Фрагмент документа →
▼
Из статьи «Охраны нет».
20 сентября 1911 г.
Если есть хоть часть правды в том, что пишут теперь про охрану (во время покушения на П.А.Столыпина - Ред.), - то напрашивается ужасно горькое сознание. Уж если в высочайшем и абсолютном интересе, каким представляется безопасность Монарха, охрана оказывается чудовищно-неисправной, то что же говорить об охране общегосударственной! Стало быть, и по гражданскому, и по финансовому, и по дипломатическому ведомству, как по всем иным, государственная охрана поставлена так же, если не более, небрежно.
Стало быть, вход во все государственные службы тоже настолько не охраняется, что властям лень, быть может, даже взглянуть на билет и оторвать контрамарку. Стало быть, и в чиновники, и в офицеры, и в дипломаты, и в судьи, и в священники, и пр., и пр. могут проникать разные крещёные и некрещёные инородцы, нередко отравленные жгучей ненавистью к России, как Мордка Богров. Что такое образованное русское общество? Ведь это тот же театр, только раздвинувшийся на всю страну, театр политической власти, окружающий Трон.
▲
Задания к упражнению →
1) Определите, соответствуют ли фрагменту документа следующие утверждения: (a) фрагмент датирован 20 сентября 1911 года; (b) в остальных ведомствах государственная охрана, по мнению автора, поставлена тщательнее, чем охрана Монарха; (c) образованное русское общество сравнивается с театром. Для каждого утверждения ответьте «да» или «нет» и приведите решающие слова из текста в виде точной цитаты.
2) Как, согласно фрагменту документа, называется статья, из которой он взят?
3) Скопируйте из фрагмента документа без изменений весь текст, начиная со слов «20 сентября 1911» и вплоть до слов «не более, небрежно.» включительно.

Сохранённые данные →
▼
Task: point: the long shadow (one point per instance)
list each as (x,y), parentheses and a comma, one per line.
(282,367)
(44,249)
▲
Ответы к заданиям →
1)
(a) Да: «20 сентября 1911 г.»
(b) Нет: «государственная охрана поставлена так же, если не более, небрежно».
(c) Да: «Ведь это тот же театр, только раздвинувшийся на всю страну».

2) «Охраны нет».

3)
20 сентября 1911 г.
Если есть хоть часть правды в том, что пишут теперь про охрану (во время покушения на П.А.Столыпина - Ред.), - то напрашивается ужасно горькое сознание. Уж если в высочайшем и абсолютном интересе, каким представляется безопасность Монарха, охрана оказывается чудовищно-неисправной, то что же говорить об охране общегосударственной! Стало быть, и по гражданскому, и по финансовому, и по дипломатическому ведомству, как по всем иным, государственная охрана поставлена так же, если не более, небрежно.